> _Görevler_:
a: Lütfen yapboz metninde "Bu dünyada bir" sözlerinden başlayıp "o kadar artar." sözlerine kadar uzanan bölümün tamamını değiştirmeden yazın.
b: Yapboz metnine göre, minik yuvarlak kollarıyla davet eden parçaları içimize aldığımızda neden güvende hissettiğimizi bir ile üç cümle arasında açıklayın.
c: Yapboz metnine göre +3 yaş grubundaki bir çocuk işe nasıl başlar?

Bu işte akılcı yöntem önce resmin bittiği sınırı oluşturmaktır. Birbiriyle dört yandan tamamen organik ve eşsiz formlarla ilişki kuran parçalar içinde, bir yanındaki düz kenarla, sınır teşkil edenleri bulmak daha kolaydır. Köşe başlarını tutan 4 parça elimizdeyse özgüvenimiz daha bir artar. Artık yolumuz açıktır. Ancak ne gariptir ki +3 yaş grubu hiçbir çocuk işe böyle başlamaz. Rastgele bir parçayı eline alır. Onunla eşleşen ikinci bir parça buluncaya kadar tek tek hepsini dener. Zaman sınırlaması olmadığı gibi biz ona öğütlemediğimiz sürece içine sığacağı çerçeveleri, vermedikçe içi boyanacak çizilmiş resimleri de yoktur.
Bu dünyada bir arada yaşayan insanlar olarak da büyük resmin birer parçası gibi yerimizi alırız. Cetvelle çizilmiş kenarları olanlarla sınır-lı ilişki kurarken, minik yuvarlak kollarıyla davet edenleri içimize alıp güvende hissederiz. Çünkü parçanın etrafı ne kadar boşsa düşüp kaybolma olasılığı o kadar artar.

> _Veri Satırları_:

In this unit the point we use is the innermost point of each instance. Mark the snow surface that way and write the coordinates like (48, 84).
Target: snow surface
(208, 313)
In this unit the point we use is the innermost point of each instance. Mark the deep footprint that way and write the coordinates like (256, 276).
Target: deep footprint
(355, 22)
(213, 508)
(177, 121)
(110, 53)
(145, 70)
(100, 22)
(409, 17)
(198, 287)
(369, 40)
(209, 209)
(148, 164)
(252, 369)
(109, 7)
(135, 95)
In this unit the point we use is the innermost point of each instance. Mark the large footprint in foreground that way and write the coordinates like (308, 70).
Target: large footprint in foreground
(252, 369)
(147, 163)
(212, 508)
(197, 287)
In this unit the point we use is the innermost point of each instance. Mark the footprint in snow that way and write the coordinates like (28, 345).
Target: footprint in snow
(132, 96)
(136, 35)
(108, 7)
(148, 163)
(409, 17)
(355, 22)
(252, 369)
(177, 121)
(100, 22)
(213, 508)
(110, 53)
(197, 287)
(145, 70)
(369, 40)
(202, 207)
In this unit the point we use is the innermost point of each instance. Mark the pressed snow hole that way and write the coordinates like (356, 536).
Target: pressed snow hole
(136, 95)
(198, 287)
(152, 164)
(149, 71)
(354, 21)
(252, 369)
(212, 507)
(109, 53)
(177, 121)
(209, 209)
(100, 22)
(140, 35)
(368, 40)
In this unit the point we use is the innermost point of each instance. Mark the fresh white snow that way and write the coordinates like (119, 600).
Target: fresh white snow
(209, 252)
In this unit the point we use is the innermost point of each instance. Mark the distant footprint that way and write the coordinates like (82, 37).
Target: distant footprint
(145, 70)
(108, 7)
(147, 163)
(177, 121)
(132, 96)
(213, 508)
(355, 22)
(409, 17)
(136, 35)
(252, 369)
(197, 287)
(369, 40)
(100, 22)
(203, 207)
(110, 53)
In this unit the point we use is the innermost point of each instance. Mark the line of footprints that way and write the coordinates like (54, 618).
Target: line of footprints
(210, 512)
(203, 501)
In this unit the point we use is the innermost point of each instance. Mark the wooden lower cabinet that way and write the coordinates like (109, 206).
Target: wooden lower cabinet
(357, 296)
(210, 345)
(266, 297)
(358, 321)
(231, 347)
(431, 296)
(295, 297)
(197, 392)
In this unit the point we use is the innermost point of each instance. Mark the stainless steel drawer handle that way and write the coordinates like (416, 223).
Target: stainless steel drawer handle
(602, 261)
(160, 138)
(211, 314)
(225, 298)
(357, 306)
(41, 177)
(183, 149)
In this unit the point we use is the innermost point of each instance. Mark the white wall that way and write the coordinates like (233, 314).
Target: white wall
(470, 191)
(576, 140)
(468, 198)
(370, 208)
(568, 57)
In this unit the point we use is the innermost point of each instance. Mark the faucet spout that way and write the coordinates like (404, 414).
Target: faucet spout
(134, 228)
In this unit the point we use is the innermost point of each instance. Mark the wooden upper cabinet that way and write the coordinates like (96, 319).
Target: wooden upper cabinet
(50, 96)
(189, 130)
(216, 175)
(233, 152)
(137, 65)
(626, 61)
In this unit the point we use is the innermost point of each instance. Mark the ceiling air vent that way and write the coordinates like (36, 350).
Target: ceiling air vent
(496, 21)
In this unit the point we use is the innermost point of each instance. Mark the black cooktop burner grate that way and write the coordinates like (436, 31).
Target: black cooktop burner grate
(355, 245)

> _Görev Yanıtları_:
a:
Bu dünyada bir arada yaşayan insanlar olarak da büyük resmin birer parçası gibi yerimizi alırız. Cetvelle çizilmiş kenarları olanlarla sınır-lı ilişki kurarken, minik yuvarlak kollarıyla davet edenleri içimize alıp güvende hissederiz. Çünkü parçanın etrafı ne kadar boşsa düşüp kaybolma olasılığı o kadar artar.

b: Bir parçanın etrafı ne kadar boşsa, düşüp kaybolma olasılığı o kadar artar. Bu yüzden çevremizi bu parçalarla doldurmak bizi güvende hissettirir.

c: Rastgele bir parçayı eline alarak başlar.